● EXERCISE GOAL:
If a line of the data below holds the word "texture", list it.

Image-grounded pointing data
::::::::

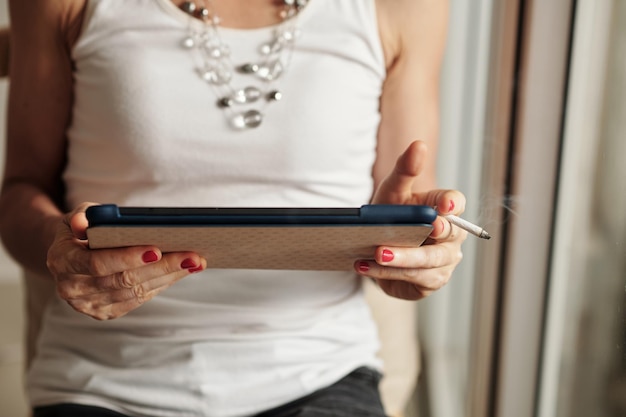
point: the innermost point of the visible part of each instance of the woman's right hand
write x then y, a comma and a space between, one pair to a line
108, 283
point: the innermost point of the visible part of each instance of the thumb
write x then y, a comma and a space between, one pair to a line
397, 187
77, 221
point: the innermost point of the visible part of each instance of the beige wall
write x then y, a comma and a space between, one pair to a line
12, 401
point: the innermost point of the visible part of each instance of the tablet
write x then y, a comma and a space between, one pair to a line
263, 238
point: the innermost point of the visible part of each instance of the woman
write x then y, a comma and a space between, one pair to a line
217, 103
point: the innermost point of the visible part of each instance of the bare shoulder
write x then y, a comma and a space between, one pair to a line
405, 25
54, 20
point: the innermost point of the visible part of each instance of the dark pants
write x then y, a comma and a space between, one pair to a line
355, 395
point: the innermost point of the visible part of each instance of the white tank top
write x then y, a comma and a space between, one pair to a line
146, 131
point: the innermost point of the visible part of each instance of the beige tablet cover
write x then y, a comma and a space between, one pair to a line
333, 248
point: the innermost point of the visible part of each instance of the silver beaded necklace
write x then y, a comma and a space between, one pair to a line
244, 106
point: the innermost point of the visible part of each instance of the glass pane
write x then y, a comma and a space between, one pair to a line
590, 369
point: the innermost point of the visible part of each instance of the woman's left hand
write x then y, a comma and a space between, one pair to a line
414, 273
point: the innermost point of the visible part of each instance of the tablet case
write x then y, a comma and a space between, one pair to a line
289, 246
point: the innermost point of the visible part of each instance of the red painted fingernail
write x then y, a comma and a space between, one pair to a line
188, 264
150, 256
363, 266
387, 255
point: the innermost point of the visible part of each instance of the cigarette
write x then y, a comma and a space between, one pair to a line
467, 226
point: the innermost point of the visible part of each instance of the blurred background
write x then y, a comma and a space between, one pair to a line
533, 132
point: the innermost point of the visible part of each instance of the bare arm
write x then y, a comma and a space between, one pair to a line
40, 100
413, 34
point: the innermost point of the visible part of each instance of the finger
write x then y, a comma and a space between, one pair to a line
68, 257
97, 308
424, 257
397, 188
171, 263
180, 264
443, 230
424, 279
140, 292
446, 201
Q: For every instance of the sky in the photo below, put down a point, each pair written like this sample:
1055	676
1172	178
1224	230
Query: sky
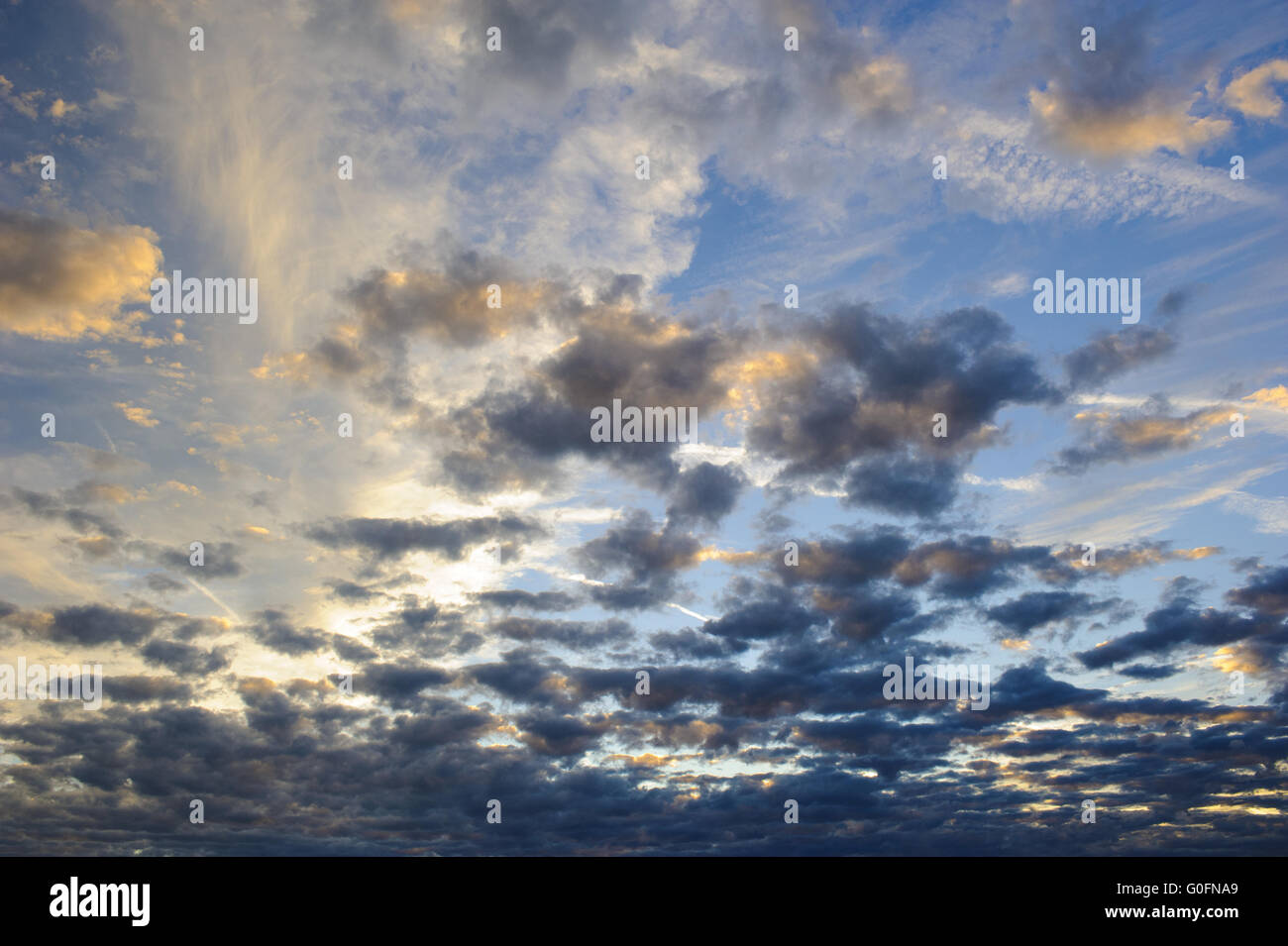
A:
426	592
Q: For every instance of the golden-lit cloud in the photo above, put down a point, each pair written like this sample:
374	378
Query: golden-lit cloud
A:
1136	129
63	282
1252	93
137	415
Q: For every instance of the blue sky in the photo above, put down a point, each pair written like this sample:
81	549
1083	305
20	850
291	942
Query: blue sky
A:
373	558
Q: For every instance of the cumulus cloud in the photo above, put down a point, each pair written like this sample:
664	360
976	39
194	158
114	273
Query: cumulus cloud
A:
62	282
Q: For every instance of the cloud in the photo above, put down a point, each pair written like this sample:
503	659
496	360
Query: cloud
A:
1252	93
393	538
63	282
1136	129
1121	438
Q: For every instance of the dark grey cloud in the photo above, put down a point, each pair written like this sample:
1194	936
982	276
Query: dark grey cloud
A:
706	493
1039	607
1109	356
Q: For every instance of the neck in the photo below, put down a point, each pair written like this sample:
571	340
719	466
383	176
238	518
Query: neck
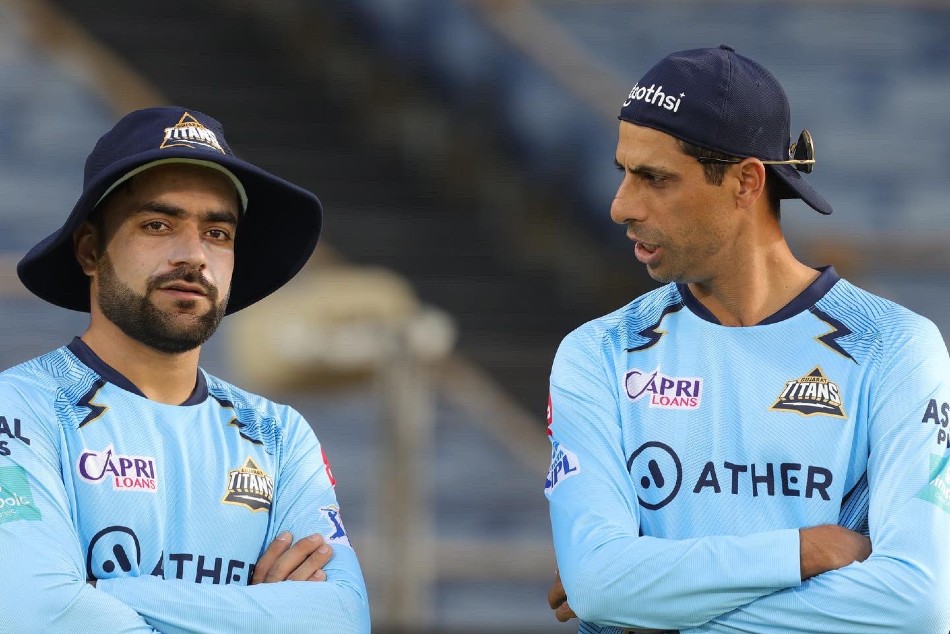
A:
754	285
162	377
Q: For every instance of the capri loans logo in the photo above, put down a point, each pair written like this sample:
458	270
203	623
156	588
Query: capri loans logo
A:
16	498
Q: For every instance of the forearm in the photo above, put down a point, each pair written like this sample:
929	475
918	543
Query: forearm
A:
674	584
883	595
172	606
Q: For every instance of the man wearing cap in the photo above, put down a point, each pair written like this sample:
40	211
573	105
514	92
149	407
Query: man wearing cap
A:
757	445
137	492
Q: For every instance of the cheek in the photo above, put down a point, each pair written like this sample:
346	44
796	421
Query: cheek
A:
222	269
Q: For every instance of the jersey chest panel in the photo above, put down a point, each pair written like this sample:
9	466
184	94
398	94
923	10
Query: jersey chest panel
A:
170	491
741	430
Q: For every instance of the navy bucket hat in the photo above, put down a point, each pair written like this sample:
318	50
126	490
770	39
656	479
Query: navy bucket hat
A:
277	232
726	102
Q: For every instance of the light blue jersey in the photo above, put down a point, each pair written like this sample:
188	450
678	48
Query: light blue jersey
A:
686	455
167	507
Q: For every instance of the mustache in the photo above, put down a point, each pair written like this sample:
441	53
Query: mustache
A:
189	274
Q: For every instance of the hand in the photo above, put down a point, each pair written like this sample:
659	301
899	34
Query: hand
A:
557	599
304	561
829	547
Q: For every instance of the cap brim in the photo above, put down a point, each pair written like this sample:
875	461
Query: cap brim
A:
275	238
797	187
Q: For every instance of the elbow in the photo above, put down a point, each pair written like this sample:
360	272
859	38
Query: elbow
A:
588	595
351	608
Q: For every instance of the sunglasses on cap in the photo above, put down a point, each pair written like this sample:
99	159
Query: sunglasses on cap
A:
801	154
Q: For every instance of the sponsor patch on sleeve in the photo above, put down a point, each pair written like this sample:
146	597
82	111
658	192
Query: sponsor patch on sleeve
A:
937	491
564	465
16	497
337	535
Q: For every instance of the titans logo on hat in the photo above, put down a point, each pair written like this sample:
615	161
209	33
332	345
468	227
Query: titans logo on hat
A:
189	132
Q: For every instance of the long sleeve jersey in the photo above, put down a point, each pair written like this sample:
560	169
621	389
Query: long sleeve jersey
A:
167	507
686	455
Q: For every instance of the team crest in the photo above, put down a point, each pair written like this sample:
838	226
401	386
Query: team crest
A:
250	486
811	394
189	132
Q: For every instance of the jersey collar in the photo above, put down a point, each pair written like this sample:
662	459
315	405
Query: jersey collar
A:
85	354
802	302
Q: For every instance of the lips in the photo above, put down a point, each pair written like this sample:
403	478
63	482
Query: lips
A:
647	253
185	287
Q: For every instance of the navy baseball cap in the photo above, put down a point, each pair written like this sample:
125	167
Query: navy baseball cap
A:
726	102
277	232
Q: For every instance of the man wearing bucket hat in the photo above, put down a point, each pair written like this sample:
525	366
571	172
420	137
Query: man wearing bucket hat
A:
137	492
757	445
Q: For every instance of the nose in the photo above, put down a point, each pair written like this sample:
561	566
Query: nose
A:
626	205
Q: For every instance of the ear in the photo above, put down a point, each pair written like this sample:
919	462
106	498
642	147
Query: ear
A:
86	247
751	175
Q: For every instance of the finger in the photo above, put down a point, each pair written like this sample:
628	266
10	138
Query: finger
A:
296	555
564	613
556	595
312	564
276	548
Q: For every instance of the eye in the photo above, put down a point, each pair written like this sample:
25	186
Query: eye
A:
155	226
218	234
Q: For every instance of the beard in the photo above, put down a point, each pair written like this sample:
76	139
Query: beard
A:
140	319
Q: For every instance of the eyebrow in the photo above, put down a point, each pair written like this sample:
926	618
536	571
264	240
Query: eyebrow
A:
174	211
645	169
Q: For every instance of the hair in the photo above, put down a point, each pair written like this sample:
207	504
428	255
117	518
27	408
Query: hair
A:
715	173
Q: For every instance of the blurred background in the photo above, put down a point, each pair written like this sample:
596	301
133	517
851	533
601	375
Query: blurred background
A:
463	150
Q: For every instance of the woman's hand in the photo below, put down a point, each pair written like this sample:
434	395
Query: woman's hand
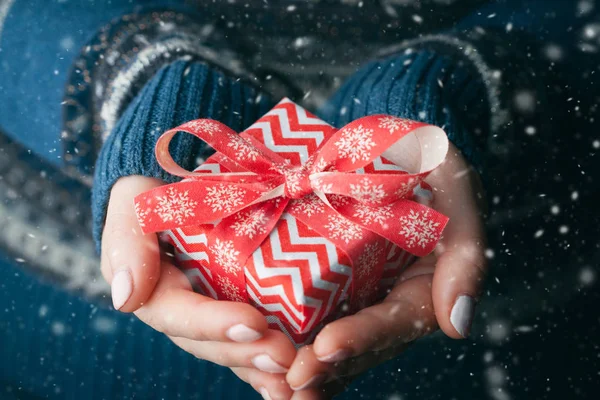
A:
438	290
146	282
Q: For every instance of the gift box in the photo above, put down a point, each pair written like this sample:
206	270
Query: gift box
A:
302	220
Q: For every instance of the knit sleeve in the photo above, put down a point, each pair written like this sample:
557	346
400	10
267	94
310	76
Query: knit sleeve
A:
179	92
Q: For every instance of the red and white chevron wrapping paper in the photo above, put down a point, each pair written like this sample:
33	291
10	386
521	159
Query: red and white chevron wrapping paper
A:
298	218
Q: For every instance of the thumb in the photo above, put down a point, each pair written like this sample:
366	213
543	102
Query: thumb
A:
130	259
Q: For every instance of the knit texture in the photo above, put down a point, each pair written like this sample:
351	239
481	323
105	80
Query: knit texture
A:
179	92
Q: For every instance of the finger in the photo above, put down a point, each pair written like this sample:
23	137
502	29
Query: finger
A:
406	314
274	353
130	259
461	266
177	311
270	386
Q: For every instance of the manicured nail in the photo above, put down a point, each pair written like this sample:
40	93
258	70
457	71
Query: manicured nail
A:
267	364
315	381
265	394
339	355
121	288
242	334
462	314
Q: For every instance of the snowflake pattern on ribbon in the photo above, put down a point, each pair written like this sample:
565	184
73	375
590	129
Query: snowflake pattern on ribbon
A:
309	205
369	259
418	229
227	256
356	143
366	191
141	214
224	197
250	223
392	124
231	291
378	215
243	149
343	229
204	125
175	206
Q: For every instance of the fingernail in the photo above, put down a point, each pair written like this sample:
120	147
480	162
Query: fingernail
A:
265	394
121	288
312	382
336	356
267	364
242	334
461	316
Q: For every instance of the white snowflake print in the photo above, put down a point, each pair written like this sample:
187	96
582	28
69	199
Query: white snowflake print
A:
204	125
368	259
243	148
417	229
376	215
356	144
231	291
364	291
250	223
366	191
175	206
141	214
309	205
341	228
224	197
226	255
392	124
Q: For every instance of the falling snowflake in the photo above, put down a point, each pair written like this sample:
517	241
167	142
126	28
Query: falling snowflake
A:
417	229
224	197
250	223
366	191
377	215
369	259
341	228
309	205
356	144
175	206
227	256
365	290
230	290
244	149
204	125
141	214
392	124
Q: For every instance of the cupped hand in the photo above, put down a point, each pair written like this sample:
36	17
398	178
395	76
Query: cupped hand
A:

::::::::

● RESULT FOR THIS TASK:
Q: For every instance of the knit texture in the photo above, put down a point, each pair written like this sample:
Query: knit texture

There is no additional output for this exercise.